- **Action item**
Write out the whole listing again, exactly.

- **Information**
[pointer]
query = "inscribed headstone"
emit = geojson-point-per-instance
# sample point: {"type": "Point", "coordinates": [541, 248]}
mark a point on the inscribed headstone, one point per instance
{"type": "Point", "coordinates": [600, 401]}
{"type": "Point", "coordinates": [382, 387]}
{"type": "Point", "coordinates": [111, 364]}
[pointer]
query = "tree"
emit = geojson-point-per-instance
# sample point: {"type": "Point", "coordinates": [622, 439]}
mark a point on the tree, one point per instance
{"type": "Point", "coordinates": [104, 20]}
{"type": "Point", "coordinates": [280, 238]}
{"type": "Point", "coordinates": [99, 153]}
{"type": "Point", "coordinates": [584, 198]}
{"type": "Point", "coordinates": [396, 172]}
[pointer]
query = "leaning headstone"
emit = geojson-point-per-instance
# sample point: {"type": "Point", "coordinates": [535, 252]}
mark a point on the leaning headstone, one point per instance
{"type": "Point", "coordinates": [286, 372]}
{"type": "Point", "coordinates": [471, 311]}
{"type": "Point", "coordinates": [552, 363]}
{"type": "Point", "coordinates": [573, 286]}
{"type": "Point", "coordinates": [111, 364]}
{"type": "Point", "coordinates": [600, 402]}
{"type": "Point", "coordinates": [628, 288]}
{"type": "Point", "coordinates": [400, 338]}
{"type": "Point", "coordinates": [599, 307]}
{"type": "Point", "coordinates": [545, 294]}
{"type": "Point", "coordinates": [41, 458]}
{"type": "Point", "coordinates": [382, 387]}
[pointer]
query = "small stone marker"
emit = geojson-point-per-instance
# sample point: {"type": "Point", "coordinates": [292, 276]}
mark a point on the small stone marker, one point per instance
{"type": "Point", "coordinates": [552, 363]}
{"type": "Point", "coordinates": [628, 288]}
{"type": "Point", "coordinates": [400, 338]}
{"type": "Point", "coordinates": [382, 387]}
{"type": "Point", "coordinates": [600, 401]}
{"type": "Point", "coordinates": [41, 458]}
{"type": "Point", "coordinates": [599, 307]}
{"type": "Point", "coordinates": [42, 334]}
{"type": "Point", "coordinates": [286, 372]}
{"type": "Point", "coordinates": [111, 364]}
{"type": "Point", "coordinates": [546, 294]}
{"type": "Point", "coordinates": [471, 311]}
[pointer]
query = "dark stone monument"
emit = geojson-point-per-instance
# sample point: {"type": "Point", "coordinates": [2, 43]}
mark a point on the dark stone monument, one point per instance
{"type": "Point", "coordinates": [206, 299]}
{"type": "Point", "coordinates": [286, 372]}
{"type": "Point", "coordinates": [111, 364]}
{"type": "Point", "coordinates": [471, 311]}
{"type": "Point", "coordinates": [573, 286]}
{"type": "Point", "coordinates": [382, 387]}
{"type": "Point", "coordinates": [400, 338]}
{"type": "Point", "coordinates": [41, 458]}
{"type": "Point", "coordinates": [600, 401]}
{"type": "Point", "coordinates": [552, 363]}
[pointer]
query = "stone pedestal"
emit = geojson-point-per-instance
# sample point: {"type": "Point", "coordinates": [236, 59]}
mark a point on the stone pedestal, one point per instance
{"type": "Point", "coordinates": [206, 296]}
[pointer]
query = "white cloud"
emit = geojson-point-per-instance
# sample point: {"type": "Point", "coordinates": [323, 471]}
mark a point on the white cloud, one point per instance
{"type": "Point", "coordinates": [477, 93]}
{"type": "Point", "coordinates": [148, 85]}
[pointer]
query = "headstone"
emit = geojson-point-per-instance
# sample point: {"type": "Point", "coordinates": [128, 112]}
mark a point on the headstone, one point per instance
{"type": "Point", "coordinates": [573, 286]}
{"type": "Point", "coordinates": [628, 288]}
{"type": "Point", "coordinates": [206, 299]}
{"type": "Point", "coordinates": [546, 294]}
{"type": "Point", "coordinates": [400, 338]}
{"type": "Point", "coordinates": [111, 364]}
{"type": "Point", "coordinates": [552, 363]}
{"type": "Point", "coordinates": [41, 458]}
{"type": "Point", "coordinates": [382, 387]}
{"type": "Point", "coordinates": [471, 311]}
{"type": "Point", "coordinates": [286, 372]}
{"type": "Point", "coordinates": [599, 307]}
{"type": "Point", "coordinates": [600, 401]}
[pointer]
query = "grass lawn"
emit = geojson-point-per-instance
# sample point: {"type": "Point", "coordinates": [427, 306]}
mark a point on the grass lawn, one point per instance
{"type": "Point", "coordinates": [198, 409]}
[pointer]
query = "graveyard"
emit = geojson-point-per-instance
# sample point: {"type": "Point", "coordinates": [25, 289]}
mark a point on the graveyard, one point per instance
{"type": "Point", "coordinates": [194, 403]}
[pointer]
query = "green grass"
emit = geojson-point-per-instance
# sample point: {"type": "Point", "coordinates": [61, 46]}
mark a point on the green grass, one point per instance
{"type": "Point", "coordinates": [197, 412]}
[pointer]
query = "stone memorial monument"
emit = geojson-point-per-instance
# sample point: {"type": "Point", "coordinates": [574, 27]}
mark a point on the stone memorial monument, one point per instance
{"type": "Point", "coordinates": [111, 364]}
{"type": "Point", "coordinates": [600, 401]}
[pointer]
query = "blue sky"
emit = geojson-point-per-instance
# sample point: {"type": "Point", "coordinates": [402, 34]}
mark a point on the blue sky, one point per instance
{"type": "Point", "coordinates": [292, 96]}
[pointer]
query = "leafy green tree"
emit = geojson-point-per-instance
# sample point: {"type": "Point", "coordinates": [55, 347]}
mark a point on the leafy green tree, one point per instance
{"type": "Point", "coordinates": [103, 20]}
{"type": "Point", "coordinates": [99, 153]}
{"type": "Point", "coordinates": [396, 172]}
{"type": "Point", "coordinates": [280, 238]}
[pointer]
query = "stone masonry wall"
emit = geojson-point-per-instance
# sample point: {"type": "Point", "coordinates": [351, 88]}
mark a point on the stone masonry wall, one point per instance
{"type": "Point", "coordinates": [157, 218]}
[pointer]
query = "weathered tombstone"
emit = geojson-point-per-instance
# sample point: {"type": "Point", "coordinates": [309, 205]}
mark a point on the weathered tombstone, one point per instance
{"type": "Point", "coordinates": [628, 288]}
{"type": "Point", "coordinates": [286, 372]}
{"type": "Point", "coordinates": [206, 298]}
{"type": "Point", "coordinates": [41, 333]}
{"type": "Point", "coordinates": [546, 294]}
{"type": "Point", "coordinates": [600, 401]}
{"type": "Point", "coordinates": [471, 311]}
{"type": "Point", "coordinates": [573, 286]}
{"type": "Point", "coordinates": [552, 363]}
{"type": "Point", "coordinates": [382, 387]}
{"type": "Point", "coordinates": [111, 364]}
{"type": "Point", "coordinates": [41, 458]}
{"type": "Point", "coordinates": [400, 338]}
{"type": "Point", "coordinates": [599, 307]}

- **Response box**
[pointer]
query = "inscribed headstone"
emit = geojson-point-per-instance
# sample point: {"type": "Point", "coordinates": [541, 248]}
mark a point on the inscribed headstone, one point per instance
{"type": "Point", "coordinates": [600, 401]}
{"type": "Point", "coordinates": [382, 387]}
{"type": "Point", "coordinates": [111, 364]}
[pointer]
query = "tree"
emit = geojson-point-per-instance
# sample point: {"type": "Point", "coordinates": [622, 439]}
mark a point on the tree, one point per instance
{"type": "Point", "coordinates": [104, 20]}
{"type": "Point", "coordinates": [280, 238]}
{"type": "Point", "coordinates": [99, 153]}
{"type": "Point", "coordinates": [584, 198]}
{"type": "Point", "coordinates": [396, 172]}
[pointer]
query = "leaning headstone"
emit = geojson-point-per-instance
# sample point: {"type": "Point", "coordinates": [535, 252]}
mark a point on the leaning headstone, one point per instance
{"type": "Point", "coordinates": [286, 372]}
{"type": "Point", "coordinates": [471, 311]}
{"type": "Point", "coordinates": [552, 363]}
{"type": "Point", "coordinates": [573, 286]}
{"type": "Point", "coordinates": [111, 364]}
{"type": "Point", "coordinates": [600, 402]}
{"type": "Point", "coordinates": [628, 288]}
{"type": "Point", "coordinates": [400, 338]}
{"type": "Point", "coordinates": [599, 307]}
{"type": "Point", "coordinates": [545, 294]}
{"type": "Point", "coordinates": [41, 458]}
{"type": "Point", "coordinates": [382, 387]}
[pointer]
query = "small stone marker"
emit = geojson-point-per-instance
# sample point: {"type": "Point", "coordinates": [292, 276]}
mark a point on the small stone marker, one point per instance
{"type": "Point", "coordinates": [552, 363]}
{"type": "Point", "coordinates": [628, 288]}
{"type": "Point", "coordinates": [400, 338]}
{"type": "Point", "coordinates": [382, 387]}
{"type": "Point", "coordinates": [600, 401]}
{"type": "Point", "coordinates": [41, 458]}
{"type": "Point", "coordinates": [599, 307]}
{"type": "Point", "coordinates": [42, 334]}
{"type": "Point", "coordinates": [286, 372]}
{"type": "Point", "coordinates": [111, 364]}
{"type": "Point", "coordinates": [546, 294]}
{"type": "Point", "coordinates": [471, 311]}
[pointer]
query = "dark stone monument"
emit = geojson-point-per-instance
# sample point: {"type": "Point", "coordinates": [2, 43]}
mark a point on the dark stone monument, one point per instance
{"type": "Point", "coordinates": [206, 299]}
{"type": "Point", "coordinates": [286, 372]}
{"type": "Point", "coordinates": [111, 364]}
{"type": "Point", "coordinates": [471, 311]}
{"type": "Point", "coordinates": [573, 286]}
{"type": "Point", "coordinates": [382, 387]}
{"type": "Point", "coordinates": [400, 338]}
{"type": "Point", "coordinates": [41, 458]}
{"type": "Point", "coordinates": [600, 401]}
{"type": "Point", "coordinates": [552, 363]}
[pointer]
query = "stone pedestal"
emit = geojson-point-per-instance
# sample point: {"type": "Point", "coordinates": [236, 59]}
mark a point on the stone pedestal, one point per instance
{"type": "Point", "coordinates": [206, 296]}
[pointer]
query = "white cloud"
emit = geojson-point-per-instance
# sample point: {"type": "Point", "coordinates": [323, 471]}
mark a point on the white cloud, one point per instance
{"type": "Point", "coordinates": [477, 93]}
{"type": "Point", "coordinates": [148, 85]}
[pointer]
query = "headstone"
emit = geojson-point-per-instance
# sample point: {"type": "Point", "coordinates": [128, 112]}
mark a point on the headstone, one point per instance
{"type": "Point", "coordinates": [573, 286]}
{"type": "Point", "coordinates": [628, 288]}
{"type": "Point", "coordinates": [206, 299]}
{"type": "Point", "coordinates": [546, 294]}
{"type": "Point", "coordinates": [400, 338]}
{"type": "Point", "coordinates": [111, 364]}
{"type": "Point", "coordinates": [552, 363]}
{"type": "Point", "coordinates": [41, 458]}
{"type": "Point", "coordinates": [382, 387]}
{"type": "Point", "coordinates": [471, 311]}
{"type": "Point", "coordinates": [286, 372]}
{"type": "Point", "coordinates": [599, 307]}
{"type": "Point", "coordinates": [600, 401]}
[pointer]
query = "grass lawn"
emit = geojson-point-per-instance
# sample point: {"type": "Point", "coordinates": [427, 306]}
mark a point on the grass lawn, one point per instance
{"type": "Point", "coordinates": [198, 409]}
[pointer]
query = "graveyard"
emit = geojson-point-per-instance
# sample point: {"type": "Point", "coordinates": [25, 289]}
mark a point on the graveyard, one point per instance
{"type": "Point", "coordinates": [194, 403]}
[pointer]
query = "green grass"
emit = geojson-point-per-instance
# sample point: {"type": "Point", "coordinates": [61, 46]}
mark a point on the green grass, one point per instance
{"type": "Point", "coordinates": [197, 412]}
[pointer]
query = "stone memorial monument"
emit = geojson-point-per-instance
# sample point: {"type": "Point", "coordinates": [574, 27]}
mark a point on the stone memorial monument, one point per instance
{"type": "Point", "coordinates": [111, 364]}
{"type": "Point", "coordinates": [600, 401]}
[pointer]
query = "blue sky"
emit = geojson-point-per-instance
# sample point: {"type": "Point", "coordinates": [402, 34]}
mark a point on the blue sky, one point per instance
{"type": "Point", "coordinates": [292, 96]}
[pointer]
query = "leafy green tree"
emit = geojson-point-per-instance
# sample point: {"type": "Point", "coordinates": [55, 347]}
mark a point on the leafy green tree, one point per instance
{"type": "Point", "coordinates": [103, 20]}
{"type": "Point", "coordinates": [99, 153]}
{"type": "Point", "coordinates": [396, 172]}
{"type": "Point", "coordinates": [280, 238]}
[pointer]
query = "stone masonry wall"
emit = geojson-point-per-instance
# sample point: {"type": "Point", "coordinates": [351, 88]}
mark a point on the stone masonry wall, one point per instance
{"type": "Point", "coordinates": [157, 218]}
[pointer]
query = "weathered tombstone"
emit = geojson-point-per-instance
# sample point: {"type": "Point", "coordinates": [309, 205]}
mark a point on the weathered tombstone, one point per instance
{"type": "Point", "coordinates": [628, 288]}
{"type": "Point", "coordinates": [286, 372]}
{"type": "Point", "coordinates": [206, 298]}
{"type": "Point", "coordinates": [41, 333]}
{"type": "Point", "coordinates": [546, 294]}
{"type": "Point", "coordinates": [600, 401]}
{"type": "Point", "coordinates": [471, 311]}
{"type": "Point", "coordinates": [573, 286]}
{"type": "Point", "coordinates": [552, 363]}
{"type": "Point", "coordinates": [382, 387]}
{"type": "Point", "coordinates": [111, 364]}
{"type": "Point", "coordinates": [41, 458]}
{"type": "Point", "coordinates": [400, 338]}
{"type": "Point", "coordinates": [599, 307]}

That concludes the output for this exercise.